* Fragmento del documento:
__________
En Miquiño mío (Turner, edición de Isabel Parreño y Juan Manuel Hernández), doña Emilia Pardo Bazán, una mujer de armas tomar, también da rienda suelta epistolar a su pasión por Galdós. No fue una relación vertiginosa y se prolongó en distintas fases —admiración, respetuosa amistad, amor, pasión y vuelta a la respetuosa amistad— a lo largo de más de treinta años. A diferencia de Nora, que fue camarera antes que musa ágrafa, doña Emilia era ya una escritora célebre cuando se lio —el verbo es el más adecuado— con el torrencial novelista canario, a quien designa en varias ocasiones como su “ratoncillo”. La explicación del tierno hipocorístico de alcoba que emplea la dama puede encontrarse en un pasaje de una de las cartas que le envió en 1889, año clave en su relación amorosa: “siempre me he reprimido contigo por miedo a causarte daño físico (…). Siempre te he mirado (…) como los maridos robustos a las mujeres delicaditas y tiernamente amadas, que tienen con ellos ménagements”. Me lo he pasado estupendamente leyendo esas misivas en las que la (físicamente) apabullante escritora gallega se dirige a su amigo más bien alfeñique. Me fascinan también los consejos que le da, por ejemplo los referentes a su probable entrada en la RAE: “no aceptes todavía la entrada en la Academia. Tente firme (…). Hay lo menos docena y media de vejestorios que están al caer, maduros como peritas, y dentro de un año, al menos, entrarás más dignamente”.
__________
* Tareas pendientes:
A) Enumera las fases que atravesó la relación entre Pardo Bazán y Galdós según el fragmento sobre sus cartas.
B) ¿Qué año señala el fragmento sobre las cartas de Pardo Bazán como clave en su relación amorosa con Galdós?
C) Prosigue el fragmento sobre las cartas de Pardo Bazán a Galdós a partir de su última frase.

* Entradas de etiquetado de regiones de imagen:
__________
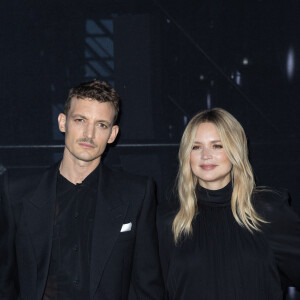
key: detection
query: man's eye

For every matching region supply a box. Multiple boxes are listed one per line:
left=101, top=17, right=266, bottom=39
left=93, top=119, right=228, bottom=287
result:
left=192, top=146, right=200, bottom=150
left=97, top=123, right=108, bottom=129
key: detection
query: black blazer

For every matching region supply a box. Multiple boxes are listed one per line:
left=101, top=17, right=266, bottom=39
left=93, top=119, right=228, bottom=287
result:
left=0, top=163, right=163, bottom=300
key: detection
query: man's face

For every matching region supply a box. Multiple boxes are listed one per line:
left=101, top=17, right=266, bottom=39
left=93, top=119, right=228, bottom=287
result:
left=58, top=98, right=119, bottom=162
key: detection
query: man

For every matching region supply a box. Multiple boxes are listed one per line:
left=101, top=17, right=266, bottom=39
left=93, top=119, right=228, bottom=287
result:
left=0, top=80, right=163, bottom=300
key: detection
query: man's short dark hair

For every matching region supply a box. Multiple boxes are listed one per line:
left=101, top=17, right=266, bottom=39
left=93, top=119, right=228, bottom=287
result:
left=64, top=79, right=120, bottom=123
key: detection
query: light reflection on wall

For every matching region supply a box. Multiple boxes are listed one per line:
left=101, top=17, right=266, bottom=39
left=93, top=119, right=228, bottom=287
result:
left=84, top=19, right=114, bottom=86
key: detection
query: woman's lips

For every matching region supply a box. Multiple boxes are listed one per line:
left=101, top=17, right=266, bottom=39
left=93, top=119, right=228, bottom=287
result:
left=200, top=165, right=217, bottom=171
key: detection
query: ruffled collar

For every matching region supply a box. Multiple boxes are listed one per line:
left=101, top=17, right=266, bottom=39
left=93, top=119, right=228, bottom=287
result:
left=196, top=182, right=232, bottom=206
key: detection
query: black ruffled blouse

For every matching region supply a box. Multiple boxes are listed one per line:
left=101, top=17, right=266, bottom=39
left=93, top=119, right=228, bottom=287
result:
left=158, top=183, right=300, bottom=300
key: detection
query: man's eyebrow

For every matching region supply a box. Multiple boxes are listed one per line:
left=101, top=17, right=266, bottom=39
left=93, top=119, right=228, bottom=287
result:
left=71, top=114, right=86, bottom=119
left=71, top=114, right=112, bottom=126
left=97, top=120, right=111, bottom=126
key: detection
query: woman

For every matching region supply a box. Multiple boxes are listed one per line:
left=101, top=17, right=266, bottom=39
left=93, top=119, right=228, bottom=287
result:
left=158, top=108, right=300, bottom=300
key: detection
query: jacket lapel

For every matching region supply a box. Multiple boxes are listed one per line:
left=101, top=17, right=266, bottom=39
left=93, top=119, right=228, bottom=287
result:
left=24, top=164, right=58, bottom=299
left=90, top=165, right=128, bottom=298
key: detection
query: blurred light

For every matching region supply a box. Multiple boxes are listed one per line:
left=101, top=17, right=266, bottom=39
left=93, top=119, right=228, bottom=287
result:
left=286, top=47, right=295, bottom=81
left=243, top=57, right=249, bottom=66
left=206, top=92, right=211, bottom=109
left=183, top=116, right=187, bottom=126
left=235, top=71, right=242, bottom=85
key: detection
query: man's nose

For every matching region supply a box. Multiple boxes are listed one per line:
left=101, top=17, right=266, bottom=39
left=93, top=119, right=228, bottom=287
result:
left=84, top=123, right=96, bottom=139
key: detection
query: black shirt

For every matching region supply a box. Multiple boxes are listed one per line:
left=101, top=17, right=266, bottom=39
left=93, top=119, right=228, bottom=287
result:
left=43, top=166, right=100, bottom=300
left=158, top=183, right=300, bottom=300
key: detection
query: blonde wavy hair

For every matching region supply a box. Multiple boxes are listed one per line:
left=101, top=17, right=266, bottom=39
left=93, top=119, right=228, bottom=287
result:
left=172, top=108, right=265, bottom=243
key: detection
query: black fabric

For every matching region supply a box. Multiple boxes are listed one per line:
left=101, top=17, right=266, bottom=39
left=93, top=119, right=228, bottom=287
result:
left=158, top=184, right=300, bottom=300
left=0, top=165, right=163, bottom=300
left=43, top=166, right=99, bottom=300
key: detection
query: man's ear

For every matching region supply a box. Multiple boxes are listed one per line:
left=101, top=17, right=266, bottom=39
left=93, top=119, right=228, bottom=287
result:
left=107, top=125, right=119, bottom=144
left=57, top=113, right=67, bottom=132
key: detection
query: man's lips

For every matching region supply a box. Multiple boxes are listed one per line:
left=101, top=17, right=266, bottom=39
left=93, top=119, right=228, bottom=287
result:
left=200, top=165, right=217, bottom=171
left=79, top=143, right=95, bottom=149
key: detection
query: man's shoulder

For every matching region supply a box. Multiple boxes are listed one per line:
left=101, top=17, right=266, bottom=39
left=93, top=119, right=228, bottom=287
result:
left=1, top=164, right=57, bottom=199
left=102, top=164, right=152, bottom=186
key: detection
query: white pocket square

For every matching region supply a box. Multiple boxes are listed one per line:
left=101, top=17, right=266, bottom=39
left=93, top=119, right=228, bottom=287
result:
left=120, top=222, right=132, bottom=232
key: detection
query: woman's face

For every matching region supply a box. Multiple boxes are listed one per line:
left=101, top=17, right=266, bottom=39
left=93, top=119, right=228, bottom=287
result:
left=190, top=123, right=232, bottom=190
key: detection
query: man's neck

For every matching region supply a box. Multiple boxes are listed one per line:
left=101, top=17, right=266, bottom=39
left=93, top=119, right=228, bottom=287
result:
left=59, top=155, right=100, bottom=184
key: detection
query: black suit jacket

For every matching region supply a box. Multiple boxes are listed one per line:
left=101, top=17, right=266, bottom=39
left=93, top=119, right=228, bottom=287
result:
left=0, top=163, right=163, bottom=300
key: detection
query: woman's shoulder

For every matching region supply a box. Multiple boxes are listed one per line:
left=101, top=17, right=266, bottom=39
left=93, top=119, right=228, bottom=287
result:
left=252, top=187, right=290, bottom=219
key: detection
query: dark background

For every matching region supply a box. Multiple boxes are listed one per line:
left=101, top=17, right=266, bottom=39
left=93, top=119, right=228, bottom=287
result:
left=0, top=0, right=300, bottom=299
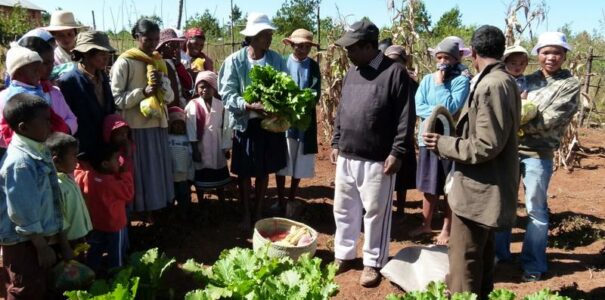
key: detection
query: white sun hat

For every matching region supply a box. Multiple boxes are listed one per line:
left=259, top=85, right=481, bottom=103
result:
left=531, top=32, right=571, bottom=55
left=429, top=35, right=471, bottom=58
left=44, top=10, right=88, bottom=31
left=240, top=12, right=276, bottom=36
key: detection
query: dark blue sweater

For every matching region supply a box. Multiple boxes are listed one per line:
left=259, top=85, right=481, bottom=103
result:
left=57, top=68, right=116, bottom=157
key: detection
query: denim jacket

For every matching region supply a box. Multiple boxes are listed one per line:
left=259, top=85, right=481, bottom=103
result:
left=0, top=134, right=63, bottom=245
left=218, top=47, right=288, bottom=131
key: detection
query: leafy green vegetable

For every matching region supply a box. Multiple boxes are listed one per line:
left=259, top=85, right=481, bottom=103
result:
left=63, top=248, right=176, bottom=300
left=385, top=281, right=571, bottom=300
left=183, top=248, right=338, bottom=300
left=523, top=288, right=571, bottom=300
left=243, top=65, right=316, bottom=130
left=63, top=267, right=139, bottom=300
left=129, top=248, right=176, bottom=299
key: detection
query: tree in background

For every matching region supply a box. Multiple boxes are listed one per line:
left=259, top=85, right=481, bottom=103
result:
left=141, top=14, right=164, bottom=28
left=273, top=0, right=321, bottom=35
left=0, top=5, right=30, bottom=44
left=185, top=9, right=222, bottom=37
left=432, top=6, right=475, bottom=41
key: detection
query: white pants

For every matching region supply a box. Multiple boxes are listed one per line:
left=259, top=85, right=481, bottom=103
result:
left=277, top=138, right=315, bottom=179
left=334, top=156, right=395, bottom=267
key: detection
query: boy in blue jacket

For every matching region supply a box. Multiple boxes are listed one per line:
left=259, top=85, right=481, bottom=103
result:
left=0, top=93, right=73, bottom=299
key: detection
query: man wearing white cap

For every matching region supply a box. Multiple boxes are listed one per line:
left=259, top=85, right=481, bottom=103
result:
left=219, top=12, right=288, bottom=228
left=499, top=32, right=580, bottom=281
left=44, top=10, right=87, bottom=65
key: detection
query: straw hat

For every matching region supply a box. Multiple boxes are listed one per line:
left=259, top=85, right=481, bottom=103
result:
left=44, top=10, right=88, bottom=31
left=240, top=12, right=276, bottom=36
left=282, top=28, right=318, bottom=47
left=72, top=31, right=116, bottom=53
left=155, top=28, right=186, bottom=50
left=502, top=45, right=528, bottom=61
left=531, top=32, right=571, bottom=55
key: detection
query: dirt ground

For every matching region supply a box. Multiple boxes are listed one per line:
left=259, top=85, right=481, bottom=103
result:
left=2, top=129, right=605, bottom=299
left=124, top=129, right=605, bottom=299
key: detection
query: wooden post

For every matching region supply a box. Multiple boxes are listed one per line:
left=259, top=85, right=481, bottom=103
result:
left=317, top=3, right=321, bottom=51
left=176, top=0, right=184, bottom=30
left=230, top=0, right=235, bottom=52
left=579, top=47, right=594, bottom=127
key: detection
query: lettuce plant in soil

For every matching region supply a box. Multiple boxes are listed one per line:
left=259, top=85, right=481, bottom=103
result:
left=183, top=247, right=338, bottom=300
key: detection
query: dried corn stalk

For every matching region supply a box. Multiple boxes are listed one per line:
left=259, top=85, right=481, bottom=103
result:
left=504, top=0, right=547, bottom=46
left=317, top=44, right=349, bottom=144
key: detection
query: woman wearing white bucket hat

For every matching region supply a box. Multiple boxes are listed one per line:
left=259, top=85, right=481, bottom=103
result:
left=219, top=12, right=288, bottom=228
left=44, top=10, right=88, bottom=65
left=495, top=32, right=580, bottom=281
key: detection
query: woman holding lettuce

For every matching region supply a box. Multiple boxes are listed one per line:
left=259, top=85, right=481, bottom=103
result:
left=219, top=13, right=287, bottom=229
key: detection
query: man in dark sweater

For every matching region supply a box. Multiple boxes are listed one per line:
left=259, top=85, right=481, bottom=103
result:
__________
* Respuestas:
A)
- Admiración
- Respetuosa amistad
- Amor
- Pasión
- Vuelta a la respetuosa amistad

B) 1889.

C)
En ‘Miguiño mío’, doña Emilia Pardo Bazán, una mujer de armas tomar, da rienda suelta epistolar a su pasión por Galdós

De amor, pero también de desamor y de sufrimiento, de pasión (autodestructiva) y de rutina doméstica, del esplendor y las miserias de un amor que se imaginaba a la vez moderno e inmarcesible nos habla la reedición Querido Scott, querida Zelda (Lumen), que recoge una selección de las cartas que se cruzaron Francis Scott Fitzgerald y Zelda Sayre. Leyéndolas conseguí olvidar por un rato la irritación que me había provocado la pretenciosa adaptación de El Gran Gatsby que ha realizado el histrión Baz Luhrmann, que ha conseguido la proeza de convertir la historia de Fitzgerald en una especie de ópera hortera, además de en un ejemplo perfecto de lo que Gilles Lipovetsky y Jean Serroy describen como “capitalismo artista” en su importante ensayo, todavía no publicado en español, L’esthetisation du monde (Gallimard, 510 páginas, 23,50 euros). De nuevo, el objetivo de los responsables de la adaptación cinematográfica de una obra literaria no es recrear o explorar en otro lenguaje una obra inmortal, sino halagar a un espectador bulímico que busca la inmediatez y el espectáculo (especialmente cuando viene aventado por el bombardeo mediático) y que está acostumbrado a obtener lo que necesita a golpe de clic. A este paso, no me extrañaría que cualquier día de estos nos ofrezcan una adaptación de Pedro Páramo en plan superespectáculo musical, con Comala convertida en una Babilonia del inframundo y un coro de muertos liderado por David Bisbal. Morir para ver.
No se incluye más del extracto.